▶ **Problem description**:
Rewrite the personal training article between "One effective way" and "just a commodity.", inclusive, replacing each "clients" with "trainees".

As personal trainers, our clients only spend about two to five hours a week with us and yet we are relied upon heavily for our expertise — and with that, an expectation to deliver results. Those training hours equate to roughly 2% of their entire week. You may be America's top trainer but that's still a pretty tall order to deliver results with so little contact time.
But what about outside of the gym? What can we do to extend our role of trainer beyond the personal training sessions? Arguably one of the most important parts of our job is to consult with and educate our clients so that when they are apart from us, they make wise choices, live a healthy lifestyle and progress towards their goal.
One effective way to impact the lives of your clients that has nothing to do with nutrition and exercise is simply to support them and show them you genuinely care about their lives outside of the gym. If you can be the supportive influence in the gym for just a few hours a week, imagine the impact you could have on them during all those hours away from the gym.
There are a lot of ways to build relationships with your clients or strengthen the ones that you already have without being too intrusive. Now, these suggestions could be perceived as ulterior motives to build your business, but I'll give you the benefit of the doubt. I trust that as a personal trainer you are genuinely interested in helping people achieve their goals — and with that, you're equally as interested in them as people, not just a commodity.
If you can engage in the following suggestions genuinely, it will not only help clients progress toward their goals, but it can build lifelong friendships outside of your business.
1. Show interest in their interests. Shared interests are a great way to build the client-trainer relationship. I have a client that likes to read, and I too enjoy reading so we give each other book updates, exchange books and have general literary discussions while training. Other commonalities could be music, travel, hunting or what they are binge watching. Sprinkling in conversation along with the training can make the workout fun, quick and show them a more human side to their trainer.
2. Send random supportive messages. Some of us remember training before there were cell phones, and many don't know the world without them. But regardless of our experience with them, we can agree that they are a useful tool for communication. Shooting clients random supportive text messages goes a long way in building trust and rapport. I have a client whose house was recently affected by floodwaters. It took a minute to shoot a quick text to see how things were going, and even offered my services to come and help move things out of the basement or fill sandbags. It doesn’t take a lot to check in on the day of an interview, a birthday or any other reason you feel they might just like to hear from you.

▶ **Data under study**:
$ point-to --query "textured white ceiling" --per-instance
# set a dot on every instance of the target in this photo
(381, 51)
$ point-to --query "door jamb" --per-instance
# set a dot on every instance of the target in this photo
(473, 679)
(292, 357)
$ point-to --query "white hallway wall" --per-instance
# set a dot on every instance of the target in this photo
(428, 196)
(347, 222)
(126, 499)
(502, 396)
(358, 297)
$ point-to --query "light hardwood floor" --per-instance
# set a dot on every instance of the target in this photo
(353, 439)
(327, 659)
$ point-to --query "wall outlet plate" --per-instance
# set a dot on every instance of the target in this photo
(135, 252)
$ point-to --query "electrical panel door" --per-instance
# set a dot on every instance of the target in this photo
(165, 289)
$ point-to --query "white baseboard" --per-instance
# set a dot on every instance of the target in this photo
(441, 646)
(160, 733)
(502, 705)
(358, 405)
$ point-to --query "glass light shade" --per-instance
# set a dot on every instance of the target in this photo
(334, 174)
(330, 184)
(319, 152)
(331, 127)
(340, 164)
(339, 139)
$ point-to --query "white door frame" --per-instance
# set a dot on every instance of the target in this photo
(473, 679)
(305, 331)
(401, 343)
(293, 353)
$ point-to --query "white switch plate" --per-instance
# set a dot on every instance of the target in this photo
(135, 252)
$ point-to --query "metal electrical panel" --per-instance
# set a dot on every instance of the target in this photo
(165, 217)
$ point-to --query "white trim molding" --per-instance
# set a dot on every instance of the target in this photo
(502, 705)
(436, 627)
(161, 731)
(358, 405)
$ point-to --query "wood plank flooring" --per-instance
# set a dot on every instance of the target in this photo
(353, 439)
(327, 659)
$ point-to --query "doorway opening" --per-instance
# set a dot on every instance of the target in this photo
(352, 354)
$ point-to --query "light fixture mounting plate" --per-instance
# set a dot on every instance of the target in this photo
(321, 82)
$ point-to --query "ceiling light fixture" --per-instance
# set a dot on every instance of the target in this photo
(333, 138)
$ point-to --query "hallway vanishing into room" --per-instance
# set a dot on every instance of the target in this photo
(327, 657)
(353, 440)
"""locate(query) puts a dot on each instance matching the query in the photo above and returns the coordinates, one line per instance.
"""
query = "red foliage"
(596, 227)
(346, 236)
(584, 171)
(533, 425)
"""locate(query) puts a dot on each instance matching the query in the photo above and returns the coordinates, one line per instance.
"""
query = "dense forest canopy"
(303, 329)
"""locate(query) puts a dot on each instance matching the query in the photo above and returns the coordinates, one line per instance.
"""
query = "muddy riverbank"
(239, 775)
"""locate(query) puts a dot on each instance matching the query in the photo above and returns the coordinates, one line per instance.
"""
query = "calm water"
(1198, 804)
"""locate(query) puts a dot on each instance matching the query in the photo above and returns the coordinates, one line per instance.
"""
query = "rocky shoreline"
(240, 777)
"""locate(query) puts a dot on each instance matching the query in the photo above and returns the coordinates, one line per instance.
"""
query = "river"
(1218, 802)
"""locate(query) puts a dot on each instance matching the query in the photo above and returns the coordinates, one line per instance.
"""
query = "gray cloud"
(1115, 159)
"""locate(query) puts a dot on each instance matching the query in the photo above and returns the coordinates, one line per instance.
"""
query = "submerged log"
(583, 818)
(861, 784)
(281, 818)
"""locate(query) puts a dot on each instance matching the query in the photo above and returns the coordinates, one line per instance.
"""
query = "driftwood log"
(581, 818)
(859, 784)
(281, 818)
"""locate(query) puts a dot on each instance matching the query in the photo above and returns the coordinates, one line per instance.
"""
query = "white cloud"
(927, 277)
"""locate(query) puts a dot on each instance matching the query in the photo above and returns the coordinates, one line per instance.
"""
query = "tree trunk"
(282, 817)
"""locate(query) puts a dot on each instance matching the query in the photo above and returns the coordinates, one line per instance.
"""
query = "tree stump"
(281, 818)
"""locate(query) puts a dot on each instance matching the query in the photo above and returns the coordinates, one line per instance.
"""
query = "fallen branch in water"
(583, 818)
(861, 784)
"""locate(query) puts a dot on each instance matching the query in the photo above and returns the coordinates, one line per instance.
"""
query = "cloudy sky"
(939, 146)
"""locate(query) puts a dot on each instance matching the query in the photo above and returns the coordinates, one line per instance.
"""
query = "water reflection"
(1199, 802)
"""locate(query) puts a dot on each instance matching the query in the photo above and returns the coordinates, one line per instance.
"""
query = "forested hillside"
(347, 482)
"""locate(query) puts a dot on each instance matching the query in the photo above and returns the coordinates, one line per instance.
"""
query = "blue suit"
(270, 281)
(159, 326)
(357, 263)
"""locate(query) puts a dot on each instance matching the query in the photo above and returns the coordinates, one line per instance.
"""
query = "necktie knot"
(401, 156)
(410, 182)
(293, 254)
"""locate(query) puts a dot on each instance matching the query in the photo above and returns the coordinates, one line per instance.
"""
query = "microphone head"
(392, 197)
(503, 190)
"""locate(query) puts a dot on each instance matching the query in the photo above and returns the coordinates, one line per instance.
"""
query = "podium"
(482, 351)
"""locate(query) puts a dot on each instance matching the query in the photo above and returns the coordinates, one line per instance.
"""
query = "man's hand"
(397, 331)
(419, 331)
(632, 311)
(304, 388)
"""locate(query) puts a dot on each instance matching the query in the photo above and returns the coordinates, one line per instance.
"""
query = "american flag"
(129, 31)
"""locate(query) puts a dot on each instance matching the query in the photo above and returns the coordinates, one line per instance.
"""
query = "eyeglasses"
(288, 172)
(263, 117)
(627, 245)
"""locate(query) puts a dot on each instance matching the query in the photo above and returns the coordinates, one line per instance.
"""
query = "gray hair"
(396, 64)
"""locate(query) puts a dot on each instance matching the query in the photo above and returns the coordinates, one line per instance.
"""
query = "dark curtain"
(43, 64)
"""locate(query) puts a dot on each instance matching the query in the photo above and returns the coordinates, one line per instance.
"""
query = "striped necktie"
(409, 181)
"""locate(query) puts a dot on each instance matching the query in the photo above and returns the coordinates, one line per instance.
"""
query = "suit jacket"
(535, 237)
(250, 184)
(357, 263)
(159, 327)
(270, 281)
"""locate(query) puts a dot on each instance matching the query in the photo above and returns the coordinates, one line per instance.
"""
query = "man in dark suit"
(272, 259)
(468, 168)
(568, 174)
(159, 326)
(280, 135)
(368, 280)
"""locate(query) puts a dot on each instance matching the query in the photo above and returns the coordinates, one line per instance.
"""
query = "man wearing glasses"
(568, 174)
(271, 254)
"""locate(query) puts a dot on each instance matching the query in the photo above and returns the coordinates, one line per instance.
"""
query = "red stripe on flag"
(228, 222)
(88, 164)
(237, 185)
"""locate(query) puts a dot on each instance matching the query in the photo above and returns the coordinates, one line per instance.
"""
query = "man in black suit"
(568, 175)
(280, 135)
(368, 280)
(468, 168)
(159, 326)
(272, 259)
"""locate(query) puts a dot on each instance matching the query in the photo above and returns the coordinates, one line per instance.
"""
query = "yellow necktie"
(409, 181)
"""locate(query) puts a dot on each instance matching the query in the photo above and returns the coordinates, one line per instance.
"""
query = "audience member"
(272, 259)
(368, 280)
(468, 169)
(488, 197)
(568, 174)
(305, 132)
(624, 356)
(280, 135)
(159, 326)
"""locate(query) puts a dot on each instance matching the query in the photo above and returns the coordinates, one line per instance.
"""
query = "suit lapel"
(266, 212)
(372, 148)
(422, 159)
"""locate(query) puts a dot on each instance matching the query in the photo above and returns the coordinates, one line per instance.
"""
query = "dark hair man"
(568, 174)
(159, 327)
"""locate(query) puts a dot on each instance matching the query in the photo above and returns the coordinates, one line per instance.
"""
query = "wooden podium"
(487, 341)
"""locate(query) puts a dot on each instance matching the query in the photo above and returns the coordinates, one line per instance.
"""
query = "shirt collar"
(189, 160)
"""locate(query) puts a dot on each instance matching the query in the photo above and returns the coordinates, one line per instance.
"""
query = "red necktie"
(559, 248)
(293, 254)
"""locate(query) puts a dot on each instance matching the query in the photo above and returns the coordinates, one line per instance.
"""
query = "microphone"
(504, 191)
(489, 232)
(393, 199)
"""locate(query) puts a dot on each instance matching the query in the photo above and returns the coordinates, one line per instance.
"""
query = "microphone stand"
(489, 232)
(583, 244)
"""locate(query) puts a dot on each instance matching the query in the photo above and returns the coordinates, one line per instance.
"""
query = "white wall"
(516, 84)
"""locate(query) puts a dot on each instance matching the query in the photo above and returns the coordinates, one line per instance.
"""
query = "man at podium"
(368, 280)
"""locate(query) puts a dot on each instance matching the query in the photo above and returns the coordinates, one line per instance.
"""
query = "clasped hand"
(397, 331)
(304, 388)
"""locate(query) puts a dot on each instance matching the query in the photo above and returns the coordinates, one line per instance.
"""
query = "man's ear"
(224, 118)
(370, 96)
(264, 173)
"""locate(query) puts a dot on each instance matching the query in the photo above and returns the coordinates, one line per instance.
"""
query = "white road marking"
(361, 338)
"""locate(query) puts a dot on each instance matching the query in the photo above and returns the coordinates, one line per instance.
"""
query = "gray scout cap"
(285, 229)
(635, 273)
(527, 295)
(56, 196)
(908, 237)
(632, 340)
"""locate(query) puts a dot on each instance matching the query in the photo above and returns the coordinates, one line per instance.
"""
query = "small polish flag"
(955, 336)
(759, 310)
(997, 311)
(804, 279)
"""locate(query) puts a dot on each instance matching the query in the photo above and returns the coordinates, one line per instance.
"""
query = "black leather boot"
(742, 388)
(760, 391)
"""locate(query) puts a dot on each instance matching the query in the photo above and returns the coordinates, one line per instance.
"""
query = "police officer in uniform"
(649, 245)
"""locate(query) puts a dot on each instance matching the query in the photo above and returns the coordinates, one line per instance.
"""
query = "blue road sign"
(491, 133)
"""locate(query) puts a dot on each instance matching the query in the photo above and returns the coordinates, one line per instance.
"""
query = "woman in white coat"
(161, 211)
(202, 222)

▶ **Answer to the exercise**:
One effective way to impact the lives of your trainees that has nothing to do with nutrition and exercise is simply to support them and show them you genuinely care about their lives outside of the gym. If you can be the supportive influence in the gym for just a few hours a week, imagine the impact you could have on them during all those hours away from the gym.
There are a lot of ways to build relationships with your trainees or strengthen the ones that you already have without being too intrusive. Now, these suggestions could be perceived as ulterior motives to build your business, but I'll give you the benefit of the doubt. I trust that as a personal trainer you are genuinely interested in helping people achieve their goals — and with that, you're equally as interested in them as people, not just a commodity.